What needs to be done
Rewrite the part of the table-count specification that opens with the words "2.2 The exact" and closes with "MARK and REVIEW.", swapping "isolated DR env" for "staging env".

Document segment
########

2.2 The exact 12-table matrix
All 12 cutter_governance base tables named explicitly; every cell is an exact non-negative integer (no ≥, no …, no placeholder). Counts are cumulative committed row totals in the isolated DR env after each happy-path step commits. The After SWEEP column is the mandatory promotion step between MARK and REVIEW.
| # | Table | After S4 MARK | After SWEEP | After S5 REVIEW | After S6 CUT | After S7 VERIFY (pass) |
|---|---|---|---|---|---|---|
| 1 | decision_backlog_entry |
1 | 1 | 1 | 1 | 1 |
| 2 | decision_backlog_history |
1 | 2 | 3 | 4 | 5 |
| 3 | decision_backlog_dependency |
0 | 0 | 0 | 0 | 0 |
| 4 | decision_backlog_sweep_log |
0 | 1 | 1 | 1 | 1 |
| 5 | manifest_envelope |
0 | 0 | 1 | 1 | 1 |
| 6 | manifest_unit_block |
0 | 0 | 1 | 1 | 1 |
| 7 | review_decision |
0 | 0 | 1 | 1 | 1 |
| 8 | dot_pair_signature |
0 | 0 | 0 | 1 | 2 |
| 9 | cut_change_set |
0 | 0 | 0 | 1 | 1 |
| 10 | cut_change_set_affected_row |
0 | 0 | 0 | 1 | 1 |
| 11 | verify_result |
0 | 0 | 0 | 0 | 1 |
| 12 | canonical_address_alias |
0 | 0 | 0 | 0 | 0 |
| running total | 2 | 4 | 8 | 12 | 15 |
2.3 Final happy-path baseline (exact — the execution gate)
After S7 VERIFY(pass) the isolated DR env must hold exactly these totals (cell-for-cell PASS gate for G-15):
| Table | Exact final count |
|---|---|
decision_backlog_entry |
1 |
decision_backlog_history |
5 |
decision_backlog_dependency |
0 |
decision_backlog_sweep_log |
1 |
manifest_envelope |
1 |
manifest_unit_block |
1 |
review_decision |
1 |
dot_pair_signature |
2 |
cut_change_set |
1 |
cut_change_set_affected_row |
1 |
verify_result |
1 |
canonical_address_alias |
0 |
Total committed rows across all 12 tables = 15. Any deviation in any single cell ⇒ G-15 FAIL ⇒ STOP + teardown + honest failure report.
2.4 Negative & idempotency scenarios — exact delta 0 (unchanged)
Each non-happy-path scenario must produce delta = 0 on every one of the 12 tables versus the committed state immediately preceding that scenario (fail-closed / in-txn ROLLBACK; no partial writes):
| Scenario | Phase / nature | Assertion |
|---|---|---|
| S2 | Missing-key fail-closed (no socket) | Δ = 0 on all 12 tables |
| S3 (negative) | current_user mismatch → ConfigMismatch, no write |
Δ = 0 on all 12 tables |
| S8 | Principal-capability refusal before SQL | Δ = 0 on all 12 tables |
| S9 | 42501 server-deny → PhaseStop + rollback |
Δ = 0 on all 12 tables |
| S10 | Idempotency replay of MARK (find()/key dedup) |
Δ = 0 on all 12 tables (no increment; decision_backlog_entry stays 1) |
| S11 | Induced mid-phase failure → whole-phase ROLLBACK | Δ = 0 on all 12 tables (atomicity; cross-checked by G-20) |
S1 (config load, no connect) and S12 (append-only/no-DDL surface assertion) perform no row writes ⇒ Δ = 0 on all 12 tables by construction. Any non-zero delta on any negative/idempotency scenario ⇒ FAIL.

########

Listed entries
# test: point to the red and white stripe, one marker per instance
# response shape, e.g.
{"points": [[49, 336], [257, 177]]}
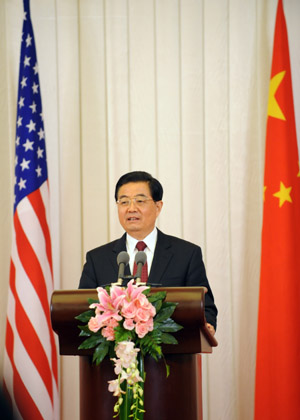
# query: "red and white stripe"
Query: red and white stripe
{"points": [[30, 368]]}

########

Result
2.2 The exact 12-table matrix
All 12 cutter_governance base tables named explicitly; every cell is an exact non-negative integer (no ≥, no …, no placeholder). Counts are cumulative committed row totals in the staging env after each happy-path step commits. The After SWEEP column is the mandatory promotion step between MARK and REVIEW.